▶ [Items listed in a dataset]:

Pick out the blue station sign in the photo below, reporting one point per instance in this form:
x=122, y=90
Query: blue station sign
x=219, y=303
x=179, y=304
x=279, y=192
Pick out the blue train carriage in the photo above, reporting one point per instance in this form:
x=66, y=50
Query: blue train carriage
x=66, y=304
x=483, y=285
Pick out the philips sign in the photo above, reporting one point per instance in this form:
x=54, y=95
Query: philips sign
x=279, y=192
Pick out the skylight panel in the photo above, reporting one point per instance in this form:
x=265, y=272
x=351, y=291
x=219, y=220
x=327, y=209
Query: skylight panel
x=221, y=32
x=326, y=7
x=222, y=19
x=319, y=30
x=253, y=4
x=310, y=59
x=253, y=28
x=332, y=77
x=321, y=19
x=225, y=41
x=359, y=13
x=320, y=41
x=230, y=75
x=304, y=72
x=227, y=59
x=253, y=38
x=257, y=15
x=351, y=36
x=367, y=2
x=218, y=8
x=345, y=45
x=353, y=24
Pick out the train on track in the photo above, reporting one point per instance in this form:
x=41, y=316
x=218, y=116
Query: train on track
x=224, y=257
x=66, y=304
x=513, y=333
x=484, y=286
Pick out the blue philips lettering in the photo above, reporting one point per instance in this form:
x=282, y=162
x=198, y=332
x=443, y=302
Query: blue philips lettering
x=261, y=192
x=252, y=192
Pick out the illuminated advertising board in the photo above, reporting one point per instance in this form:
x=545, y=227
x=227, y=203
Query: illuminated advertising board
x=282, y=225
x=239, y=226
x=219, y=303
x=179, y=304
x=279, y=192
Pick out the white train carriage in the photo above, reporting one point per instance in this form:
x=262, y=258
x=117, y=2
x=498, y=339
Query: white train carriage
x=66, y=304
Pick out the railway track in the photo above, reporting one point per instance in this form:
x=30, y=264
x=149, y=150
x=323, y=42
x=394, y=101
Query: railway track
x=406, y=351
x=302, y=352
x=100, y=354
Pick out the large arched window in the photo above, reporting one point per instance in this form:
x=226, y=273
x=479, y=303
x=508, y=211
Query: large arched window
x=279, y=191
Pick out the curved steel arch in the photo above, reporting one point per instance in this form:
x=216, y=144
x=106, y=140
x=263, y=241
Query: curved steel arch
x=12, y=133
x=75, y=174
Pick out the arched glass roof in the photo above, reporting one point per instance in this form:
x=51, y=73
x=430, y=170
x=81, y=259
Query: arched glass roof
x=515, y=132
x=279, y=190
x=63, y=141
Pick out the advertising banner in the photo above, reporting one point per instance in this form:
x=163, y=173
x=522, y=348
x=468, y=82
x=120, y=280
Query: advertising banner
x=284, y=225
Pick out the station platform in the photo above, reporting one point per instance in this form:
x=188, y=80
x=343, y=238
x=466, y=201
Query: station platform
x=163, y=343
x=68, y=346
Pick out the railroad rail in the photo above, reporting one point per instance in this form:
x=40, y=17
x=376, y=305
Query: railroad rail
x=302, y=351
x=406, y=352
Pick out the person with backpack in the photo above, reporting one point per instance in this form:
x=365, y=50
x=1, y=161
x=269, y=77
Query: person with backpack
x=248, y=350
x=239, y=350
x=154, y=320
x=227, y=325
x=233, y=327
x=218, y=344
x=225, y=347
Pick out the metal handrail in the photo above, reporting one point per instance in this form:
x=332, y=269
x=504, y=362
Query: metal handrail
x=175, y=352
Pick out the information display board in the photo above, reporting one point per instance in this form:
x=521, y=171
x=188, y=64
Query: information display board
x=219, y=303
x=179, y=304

▶ [Work to complete]:
Starting at the line that contains "Pick out the station" and continuing through the end of the data, reproduce every line, requests included, but shift each x and y coordinate in the answers up by 19.

▶ [Final result]:
Pick out the station platform in the photo above, reporting one point per instance in this form:
x=188, y=80
x=343, y=238
x=466, y=201
Query: station platform
x=182, y=362
x=87, y=365
Pick out the railroad rail in the photo above, reporting one point per instance in this form:
x=40, y=17
x=376, y=305
Query: railroad rail
x=321, y=370
x=425, y=371
Pick out the person with backpack in the photo above, reporting one point per instance in this form:
x=365, y=50
x=1, y=161
x=269, y=77
Query: person with backpack
x=267, y=369
x=258, y=369
x=173, y=339
x=246, y=344
x=252, y=346
x=237, y=363
x=244, y=366
Pick out the metal handrail in the photo above, reporting one point per instance in this form:
x=332, y=269
x=504, y=362
Query: metal handrail
x=194, y=371
Pick out the information display board in the photo above, reporting one point per instance in this form:
x=521, y=171
x=188, y=64
Query: information display board
x=238, y=322
x=198, y=323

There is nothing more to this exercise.